→ **SOURCE MATERIAL**:
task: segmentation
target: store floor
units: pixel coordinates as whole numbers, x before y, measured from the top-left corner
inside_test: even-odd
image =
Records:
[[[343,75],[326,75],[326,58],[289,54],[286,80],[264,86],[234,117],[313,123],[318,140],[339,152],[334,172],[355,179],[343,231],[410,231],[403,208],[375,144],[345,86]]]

→ **EXERCISE GOAL**: Please find each line in the items above that contains the word "corner", and copy those lines in full.

→ **SOLUTION TO THIS TASK**:
units: pixel coordinates as whole numbers, x before y, measured from the top-left corner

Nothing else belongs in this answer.